§ Exercise passage:
<<<<

The Centers for Medicare & Medicaid Services (CMS) Medicare Shared Savings Program (MSSP) is offered to healthcare providers as “an opportunity to create a new type of health care entity, an Accountable Care Organization (ACO).” The program is voluntary and is designed to enable “providers to come together as an ACO to give coordinated, high quality care to their Medicare patients.” MSSP offers several tracks for ACOs to “assume various levels of risk” with the potential to share in the cost savings.
CMS recently released data for 472 ACOs participating in MSSP and caring for 9 million beneficiaries in 2017. Generally, the results were positive. More than half of the ACOs saved money and a third earned sharing savings. Both figures were increases from the 2016 participation results.
The National Association of ACOs (NAACO) released a summary of key data points found in the CMS MSSP report:
- $1.1 billion in gross savings
- Gross savings were generated by 60 percent of ACOs
- $800 million in shared savings bonuses paid to ACOs
- 34 percent of ACOs earned shared savings bonuses
- $314 million in net savings to Medicare (after accounting for bonuses paid to ACOs)

>>>>

§ Problem set:
• 1. List every dollar amount given in the passage on the Medicare Shared Savings Program.
• 2. Write the next part of the passage on the Medicare Shared Savings Program, picking up after its final line.

Stored records
<<<<

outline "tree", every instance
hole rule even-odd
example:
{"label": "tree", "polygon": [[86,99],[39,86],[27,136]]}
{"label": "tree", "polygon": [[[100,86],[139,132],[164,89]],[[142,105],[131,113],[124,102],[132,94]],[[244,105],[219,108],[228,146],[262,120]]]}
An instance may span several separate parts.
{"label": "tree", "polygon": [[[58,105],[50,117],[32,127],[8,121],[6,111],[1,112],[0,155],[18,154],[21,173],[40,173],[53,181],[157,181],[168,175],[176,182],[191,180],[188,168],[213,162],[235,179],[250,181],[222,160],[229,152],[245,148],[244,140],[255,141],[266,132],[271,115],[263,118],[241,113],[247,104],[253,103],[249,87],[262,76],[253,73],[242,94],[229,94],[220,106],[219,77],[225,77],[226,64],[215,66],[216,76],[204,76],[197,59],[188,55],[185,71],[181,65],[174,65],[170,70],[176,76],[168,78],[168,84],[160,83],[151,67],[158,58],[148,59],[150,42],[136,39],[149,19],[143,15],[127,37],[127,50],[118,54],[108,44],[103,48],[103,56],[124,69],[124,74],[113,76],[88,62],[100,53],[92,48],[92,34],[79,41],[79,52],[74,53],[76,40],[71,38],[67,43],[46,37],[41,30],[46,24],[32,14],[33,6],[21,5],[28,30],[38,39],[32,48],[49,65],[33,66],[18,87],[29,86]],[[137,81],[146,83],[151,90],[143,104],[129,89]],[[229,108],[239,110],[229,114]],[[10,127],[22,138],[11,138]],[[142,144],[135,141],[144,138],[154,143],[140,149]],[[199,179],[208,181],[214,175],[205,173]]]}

>>>>

§ Answers for the tasks:
• 1. $1.1 billion, $800 million, $314 million

• 2.
- A mean quality score of 90.5 percent for ACOs under pay-for-performance measurement
The net savings to Medicare of $314 million consisted of $291 million from those ACOs participating in Shared Savings only (Track 1) and $23 million from those ACOs participating in Shared Savings/Losses (Track 2 and 3).
While the results were positive for ACOs for 2017, new CMS proposals may “deter new entrants to the Medicare ACO program,” according to NAACO. While ACOs now have up to six years to prepare for taking financial risks while in the MSSP, a proposed rule would shorten the time in a shared savings only model to two years. In addition, CMS has proposed cutting the amount of shared savings in half, from 50 percent to 25 percent for shared savings only ACOs.